To be done => Could you reproduce the data below word for word, leaving out the pictures?

Data excerpts =>
---
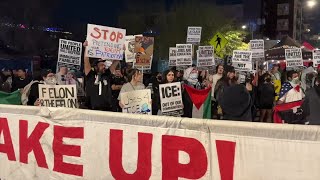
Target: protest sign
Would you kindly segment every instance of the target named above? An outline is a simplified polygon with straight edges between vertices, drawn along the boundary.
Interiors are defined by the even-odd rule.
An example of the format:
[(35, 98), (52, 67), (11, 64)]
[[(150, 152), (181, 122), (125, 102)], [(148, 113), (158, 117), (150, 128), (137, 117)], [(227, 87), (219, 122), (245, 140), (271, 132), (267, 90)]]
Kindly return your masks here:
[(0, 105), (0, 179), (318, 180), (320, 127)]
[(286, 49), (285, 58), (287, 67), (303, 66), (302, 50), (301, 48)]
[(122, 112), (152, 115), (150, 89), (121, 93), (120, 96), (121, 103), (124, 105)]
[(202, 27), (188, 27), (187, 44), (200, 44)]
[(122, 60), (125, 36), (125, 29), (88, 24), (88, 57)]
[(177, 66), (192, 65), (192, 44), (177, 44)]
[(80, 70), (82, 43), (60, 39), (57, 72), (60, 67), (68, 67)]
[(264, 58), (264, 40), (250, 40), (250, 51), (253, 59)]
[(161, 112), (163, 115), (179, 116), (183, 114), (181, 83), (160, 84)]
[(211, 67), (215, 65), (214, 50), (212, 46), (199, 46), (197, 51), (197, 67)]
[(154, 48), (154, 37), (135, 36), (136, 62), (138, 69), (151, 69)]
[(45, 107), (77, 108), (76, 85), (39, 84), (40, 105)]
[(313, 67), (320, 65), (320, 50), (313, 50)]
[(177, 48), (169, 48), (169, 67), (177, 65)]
---
Written answer =>
Target: protest sign
Would you kindly segment every instance of the target named above? An outline is a simplified polygon with straight edges between vertices, drawn along the boundary.
Interiors are defined by the even-odd rule.
An example of the format:
[(35, 98), (52, 67), (11, 64)]
[[(150, 152), (181, 122), (125, 102)], [(148, 113), (158, 117), (150, 128), (137, 117)], [(227, 87), (219, 122), (245, 140), (271, 132), (267, 90)]]
Kindly return your masks here:
[(0, 105), (0, 179), (318, 180), (320, 127)]
[(286, 49), (285, 58), (287, 67), (303, 66), (302, 50), (301, 48)]
[(122, 112), (152, 115), (150, 89), (121, 93), (120, 96), (121, 103), (124, 105)]
[(202, 27), (188, 27), (187, 44), (200, 44)]
[(122, 60), (125, 36), (125, 29), (88, 24), (88, 57)]
[(177, 66), (192, 65), (192, 44), (177, 44)]
[(80, 70), (82, 43), (60, 39), (57, 72), (60, 67), (68, 67)]
[(264, 58), (264, 40), (250, 40), (250, 51), (253, 59)]
[(161, 112), (163, 115), (179, 116), (183, 114), (181, 83), (160, 84)]
[(211, 67), (215, 65), (214, 50), (212, 46), (199, 46), (197, 51), (197, 67)]
[(154, 48), (154, 37), (135, 36), (136, 62), (138, 69), (151, 69)]
[(45, 107), (77, 108), (76, 85), (39, 84), (40, 105)]
[(313, 67), (320, 65), (320, 50), (313, 50)]
[(177, 48), (169, 48), (169, 67), (177, 65)]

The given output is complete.